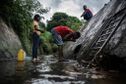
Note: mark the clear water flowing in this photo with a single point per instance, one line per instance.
(50, 71)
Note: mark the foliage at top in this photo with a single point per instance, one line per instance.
(60, 18)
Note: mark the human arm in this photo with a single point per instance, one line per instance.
(36, 28)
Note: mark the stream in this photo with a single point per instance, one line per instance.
(50, 71)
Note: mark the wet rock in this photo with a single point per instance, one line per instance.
(9, 42)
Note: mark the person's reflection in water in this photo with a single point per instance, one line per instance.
(21, 73)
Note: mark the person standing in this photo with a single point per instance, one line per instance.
(87, 14)
(36, 37)
(61, 34)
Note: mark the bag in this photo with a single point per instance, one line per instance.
(88, 15)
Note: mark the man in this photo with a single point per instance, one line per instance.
(61, 34)
(36, 37)
(87, 14)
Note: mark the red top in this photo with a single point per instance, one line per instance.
(63, 30)
(88, 10)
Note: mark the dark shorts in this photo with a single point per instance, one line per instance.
(57, 38)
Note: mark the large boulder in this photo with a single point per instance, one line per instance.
(116, 45)
(9, 42)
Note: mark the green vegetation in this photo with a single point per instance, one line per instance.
(64, 19)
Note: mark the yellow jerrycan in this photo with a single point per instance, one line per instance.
(21, 55)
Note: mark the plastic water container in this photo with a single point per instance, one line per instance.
(21, 55)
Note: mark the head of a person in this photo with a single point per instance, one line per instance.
(76, 35)
(84, 7)
(37, 17)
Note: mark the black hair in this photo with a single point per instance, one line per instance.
(37, 17)
(77, 34)
(84, 6)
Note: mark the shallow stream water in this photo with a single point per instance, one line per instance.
(50, 71)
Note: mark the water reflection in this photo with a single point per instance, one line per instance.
(50, 71)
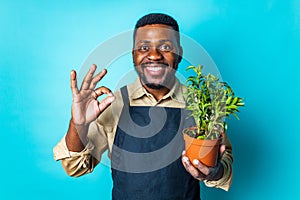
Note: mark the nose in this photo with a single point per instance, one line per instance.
(154, 54)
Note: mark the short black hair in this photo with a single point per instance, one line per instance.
(157, 18)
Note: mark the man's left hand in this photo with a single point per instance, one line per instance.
(202, 172)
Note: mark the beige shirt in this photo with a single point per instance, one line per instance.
(101, 134)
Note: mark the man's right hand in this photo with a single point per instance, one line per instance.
(85, 107)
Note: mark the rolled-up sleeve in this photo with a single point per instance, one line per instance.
(75, 163)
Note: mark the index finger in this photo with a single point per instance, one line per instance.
(88, 77)
(97, 78)
(73, 83)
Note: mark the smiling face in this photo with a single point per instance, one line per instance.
(156, 55)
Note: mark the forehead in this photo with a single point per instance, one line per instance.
(155, 32)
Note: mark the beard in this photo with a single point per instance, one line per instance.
(163, 81)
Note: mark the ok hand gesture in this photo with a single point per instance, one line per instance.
(85, 106)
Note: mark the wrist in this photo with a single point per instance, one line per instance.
(217, 174)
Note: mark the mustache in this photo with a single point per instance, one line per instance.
(161, 64)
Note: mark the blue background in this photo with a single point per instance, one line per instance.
(255, 45)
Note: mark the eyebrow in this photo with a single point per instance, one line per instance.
(148, 41)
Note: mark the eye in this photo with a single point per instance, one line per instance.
(165, 47)
(143, 48)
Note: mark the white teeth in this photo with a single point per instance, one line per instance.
(154, 68)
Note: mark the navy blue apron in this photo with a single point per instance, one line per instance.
(146, 155)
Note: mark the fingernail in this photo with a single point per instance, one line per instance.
(185, 159)
(196, 162)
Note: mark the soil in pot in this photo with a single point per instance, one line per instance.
(206, 151)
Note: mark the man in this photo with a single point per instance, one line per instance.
(140, 125)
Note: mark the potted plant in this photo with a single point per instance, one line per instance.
(209, 102)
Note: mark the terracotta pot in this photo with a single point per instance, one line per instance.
(206, 151)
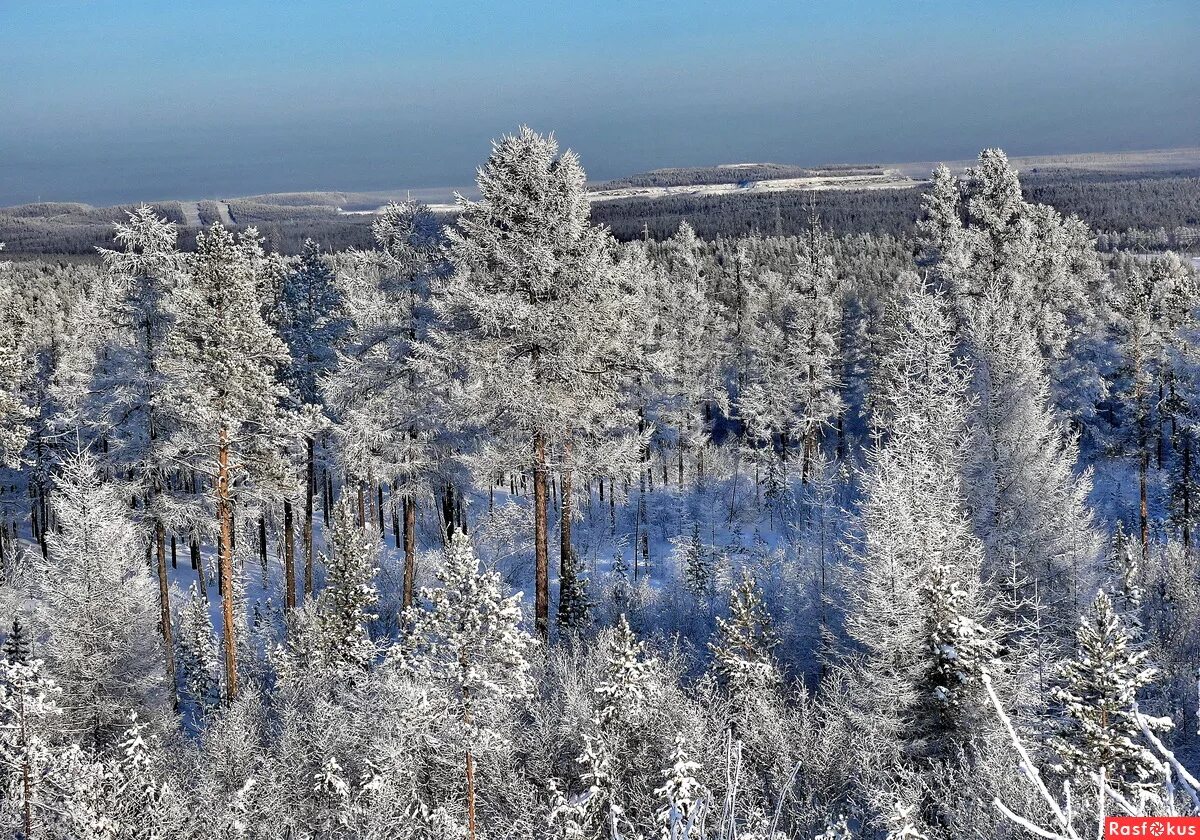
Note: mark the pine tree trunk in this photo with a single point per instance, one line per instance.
(165, 605)
(565, 551)
(448, 513)
(395, 515)
(409, 549)
(310, 492)
(379, 508)
(1187, 491)
(289, 558)
(541, 561)
(225, 516)
(471, 796)
(1143, 468)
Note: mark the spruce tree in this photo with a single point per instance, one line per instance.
(132, 376)
(312, 324)
(471, 641)
(96, 603)
(18, 646)
(343, 609)
(1096, 691)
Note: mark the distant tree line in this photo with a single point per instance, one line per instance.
(1143, 211)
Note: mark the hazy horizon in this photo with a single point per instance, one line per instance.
(109, 102)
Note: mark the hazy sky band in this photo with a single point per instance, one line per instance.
(119, 100)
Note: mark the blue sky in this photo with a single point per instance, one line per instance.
(119, 100)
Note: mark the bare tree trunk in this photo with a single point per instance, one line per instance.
(1143, 468)
(409, 549)
(471, 795)
(1187, 491)
(395, 514)
(541, 559)
(225, 516)
(379, 508)
(165, 606)
(289, 558)
(567, 569)
(310, 492)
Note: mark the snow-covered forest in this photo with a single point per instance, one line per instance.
(503, 528)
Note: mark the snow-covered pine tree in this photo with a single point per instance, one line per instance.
(133, 382)
(18, 645)
(96, 603)
(223, 357)
(683, 795)
(312, 324)
(963, 648)
(199, 666)
(388, 401)
(912, 522)
(343, 607)
(1096, 691)
(29, 736)
(15, 369)
(1151, 306)
(1026, 499)
(471, 639)
(979, 232)
(527, 313)
(815, 343)
(743, 651)
(689, 330)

---------------

» TO DO:
Write out all the entries word for word, but skip any images.

» COMPLETED TASK:
Note: mark the clear water flowing in this photo with a single point per instance, one line per instance.
(50, 71)
Note: mark the foliage at top in this photo with a single point per instance, one line per instance.
(60, 18)
Note: mark the human arm in this photo with a single point per instance, one line per instance.
(36, 28)
Note: mark the stream in this photo with a single point per instance, one line per instance.
(50, 71)
Note: mark the wet rock in this photo with a single point per instance, one line per instance.
(9, 42)
Note: mark the person's reflection in water in this photo with a single point per instance, one line per instance.
(21, 73)
Note: mark the person standing in this photo with a single point per instance, one line per instance.
(87, 14)
(36, 37)
(61, 34)
Note: mark the bag in this photo with a single point per instance, one line per instance.
(88, 15)
Note: mark the man in this photo with a single point per instance, one line per instance.
(61, 34)
(36, 37)
(87, 14)
Note: mark the red top in this photo with a single point per instance, one line per instance.
(63, 30)
(88, 10)
Note: mark the dark shorts in this photo with a single point per instance, one line per instance.
(57, 38)
Note: mark the large boulder in this photo with a single point per instance, one line per instance.
(116, 45)
(9, 42)
Note: mark the green vegetation in this photo with a single point per instance, one line per instance.
(64, 19)
Note: mark the yellow jerrycan in this photo with a single point per instance, one line per instance.
(21, 55)
Note: mark the plastic water container in this photo with a single point per instance, one line per instance.
(21, 55)
Note: mark the head of a person in this photo with a single point per instance, one line per instance.
(76, 35)
(84, 7)
(37, 17)
Note: mark the black hair in this photo with a single point per instance, one line per instance.
(37, 17)
(77, 34)
(84, 6)
Note: mark the shallow stream water in this photo with a single point per instance, one line per instance.
(50, 71)
Note: mark the water reflection in this photo with a single point per instance, one line per instance.
(50, 71)
Note: mark the nose in this photo with a single point per instance, one line per instance.
(154, 54)
Note: mark the short black hair in this photo with a single point per instance, one line per instance.
(157, 18)
Note: mark the man's left hand in this photo with a single point per instance, one line per instance.
(202, 172)
Note: mark the beige shirt in this photo with a single point per instance, one line per instance.
(101, 134)
Note: mark the man's right hand in this photo with a single point per instance, one line per instance.
(85, 107)
Note: mark the rolled-up sleeve in this photo with a single point per instance, one line per instance.
(75, 163)
Note: mark the index finger in this photo with a single point per instance, one line per instance.
(88, 77)
(97, 78)
(73, 83)
Note: mark the smiling face in this photo with a single point per instance, one line per instance.
(156, 55)
Note: mark the forehead in this photo with a single point per instance, one line per instance.
(155, 32)
Note: mark the beard in this photo with a single point per instance, one line per instance.
(163, 81)
Note: mark the ok hand gesture in this photo with a single point per instance, one line per instance.
(85, 106)
Note: mark the wrist in this photo with a single point per instance, one line per instance.
(217, 174)
Note: mark the mustache in this photo with a single point per instance, one line per instance.
(161, 64)
Note: mark the blue background in this photo with a single point per instance, one line per instance.
(255, 45)
Note: mark the eyebrow in this photo with a single point per instance, one line per instance.
(148, 41)
Note: mark the eye in this photo with a single point per instance, one line per instance.
(165, 47)
(143, 48)
Note: mark the white teeth in this photo with a single point per instance, one line per instance.
(154, 68)
Note: mark the navy blue apron in this photo with a single point per instance, one line per instance.
(146, 155)
Note: mark the fingernail in this photo with a single point per instance, one line per instance.
(185, 159)
(196, 162)
Note: mark the soil in pot in this photo with a single point per instance, one line per instance.
(206, 151)
Note: mark the man in this photo with a single point per instance, one line per instance.
(140, 125)
Note: mark the potted plant in this photo with a single point per instance, one line per instance.
(209, 102)
Note: mark the terracotta pot in this photo with a single point per instance, one line per instance.
(206, 151)
Note: mark the pine tree trunk in this photo with a single point per instance, one line per instance.
(165, 605)
(565, 551)
(448, 513)
(395, 515)
(409, 549)
(310, 492)
(379, 508)
(1187, 491)
(289, 558)
(541, 561)
(225, 516)
(471, 796)
(1143, 468)
Note: mark the spruce tree in this photo with a single point per instance, one line per instance.
(132, 376)
(312, 324)
(471, 641)
(96, 603)
(18, 646)
(343, 609)
(1096, 691)
Note: mark the distant tree line in this photo with a single point per instance, one line per instance.
(1143, 211)
Note: mark the hazy horizon in this photo with a single point per instance, one line per instance.
(109, 102)
Note: mark the hazy sky band in this photo with a single point per instance, one line per instance.
(119, 100)
Note: mark the blue sky in this photo with a single point per instance, one line per instance.
(119, 100)
Note: mark the bare tree trunk in this photo with a single point per instance, one line per instance.
(1143, 468)
(409, 549)
(471, 795)
(1187, 491)
(395, 514)
(541, 559)
(225, 516)
(379, 508)
(165, 606)
(289, 558)
(567, 569)
(310, 492)
Note: mark the snow-covered forest in this photo with a single point per instance, one line per instance.
(503, 528)
Note: mark the snow-covered pine tree in this photo with a single point per instance, one line per instance.
(133, 382)
(18, 645)
(96, 603)
(223, 357)
(683, 795)
(312, 324)
(963, 648)
(199, 666)
(388, 401)
(912, 522)
(343, 607)
(1096, 691)
(29, 736)
(15, 369)
(1151, 306)
(1026, 499)
(471, 639)
(979, 232)
(527, 313)
(815, 343)
(743, 651)
(689, 330)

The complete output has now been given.